▶

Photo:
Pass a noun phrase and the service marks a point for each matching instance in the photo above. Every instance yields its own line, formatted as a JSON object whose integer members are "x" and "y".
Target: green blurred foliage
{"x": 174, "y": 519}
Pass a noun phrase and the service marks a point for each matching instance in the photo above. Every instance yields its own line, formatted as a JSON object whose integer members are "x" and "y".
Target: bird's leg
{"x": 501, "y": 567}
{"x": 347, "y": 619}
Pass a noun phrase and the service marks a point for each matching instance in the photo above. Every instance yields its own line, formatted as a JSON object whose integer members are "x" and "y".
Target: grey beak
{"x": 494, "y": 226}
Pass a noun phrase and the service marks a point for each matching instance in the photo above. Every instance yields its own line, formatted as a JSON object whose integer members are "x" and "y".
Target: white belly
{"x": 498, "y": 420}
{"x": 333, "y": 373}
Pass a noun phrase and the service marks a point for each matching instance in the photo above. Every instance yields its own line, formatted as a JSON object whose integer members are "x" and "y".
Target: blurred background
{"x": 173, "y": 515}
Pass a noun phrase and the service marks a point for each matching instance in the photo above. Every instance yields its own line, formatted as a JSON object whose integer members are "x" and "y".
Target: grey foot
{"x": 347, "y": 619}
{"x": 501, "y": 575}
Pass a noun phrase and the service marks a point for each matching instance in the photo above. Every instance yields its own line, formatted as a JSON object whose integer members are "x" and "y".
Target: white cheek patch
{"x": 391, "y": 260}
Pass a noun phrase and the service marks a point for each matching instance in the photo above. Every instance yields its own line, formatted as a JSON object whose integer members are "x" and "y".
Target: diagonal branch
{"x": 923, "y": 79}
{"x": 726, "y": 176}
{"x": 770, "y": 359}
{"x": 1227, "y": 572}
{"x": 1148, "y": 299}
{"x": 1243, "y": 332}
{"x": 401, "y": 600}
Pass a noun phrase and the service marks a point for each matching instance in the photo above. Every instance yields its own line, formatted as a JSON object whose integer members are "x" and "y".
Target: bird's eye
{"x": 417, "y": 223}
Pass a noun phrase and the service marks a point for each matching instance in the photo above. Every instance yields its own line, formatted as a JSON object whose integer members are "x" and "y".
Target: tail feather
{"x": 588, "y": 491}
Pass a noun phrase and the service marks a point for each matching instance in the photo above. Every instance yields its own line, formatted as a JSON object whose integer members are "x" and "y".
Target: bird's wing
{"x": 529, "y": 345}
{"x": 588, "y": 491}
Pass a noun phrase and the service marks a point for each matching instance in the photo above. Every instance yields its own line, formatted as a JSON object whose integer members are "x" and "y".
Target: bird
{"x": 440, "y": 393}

◀

# Task goal
Repeat the full set of records above character for character.

# Task response
Photo:
Pass a noun phrase and the service marks a point for each matching instance in the photo above. Every instance yields its own line, formatted as a JSON object whose integer members are "x" and "y".
Target: green blurred foliage
{"x": 174, "y": 519}
Pass a noun phrase and the service marks a point for each matching instance in the photo above. Every instance yields its own line, formatted as a JSON object whose integer members are "x" and "y".
Target: bird's leg
{"x": 501, "y": 567}
{"x": 347, "y": 619}
Pass a noun phrase and the service marks a point for each matching instance in the photo above. Every instance yields its own line, formatted as a JSON object whose integer members are "x" and "y".
Target: grey beak
{"x": 494, "y": 226}
Pass a noun phrase and the service marks a point for each matching instance in the photo above. Every instance yields its own line, formatted as a JSON object whose integer members are "x" and "y".
Target: white belly
{"x": 498, "y": 420}
{"x": 333, "y": 373}
Pass a noun phrase and the service marks a point for each matching instance in the photo above. Every instance yields its own line, formatted as a JSON object whose integer members are "x" and "y".
Target: blurred background
{"x": 173, "y": 515}
Pass a noun phrase and the service marks a point for each matching instance in the photo above. Every instance yields its own line, formatted as a JSON object whose integer members are "x" and "y".
Target: grey foot
{"x": 347, "y": 619}
{"x": 501, "y": 575}
Pass a noun phrase and the service marks a point for each matching instance in the photo above. Every instance yields its own line, formatted as a JSON object whose integer members are "x" and "y".
Target: white cheek patch
{"x": 391, "y": 260}
Pass a noun phrase and the service marks a point for each matching instance in the photo above. Every instance yields its own line, formatted as a JSON object whose integer members are "x" and "y".
Target: diagonal branch
{"x": 923, "y": 79}
{"x": 726, "y": 176}
{"x": 770, "y": 359}
{"x": 1227, "y": 572}
{"x": 1148, "y": 299}
{"x": 1243, "y": 332}
{"x": 401, "y": 600}
Pass a noun phrase and the service marks a point for each matching instance in the photo above. Every instance yields its own line, formatted as a JSON object whose integer members are "x" and "y".
Target: bird's eye
{"x": 417, "y": 223}
Pass a noun phrase and the service marks a point for each matching instance in the photo above. Every instance yields its own line, formatted as a JSON object whose integer members are "x" and "y".
Target: tail feather
{"x": 588, "y": 491}
Pass a noun phrase and the service marks a point for each matching instance in the photo above. Every instance yields its own line, formatted as a JSON object whose integer members are "x" and "y".
Target: bird's wing
{"x": 529, "y": 345}
{"x": 588, "y": 491}
Pass a noun phrase and the service marks a point for each matching instance in the photo above. Every instance yields its own line, formatted as a JSON object whose integer members are "x" and "y".
Target: bird
{"x": 440, "y": 393}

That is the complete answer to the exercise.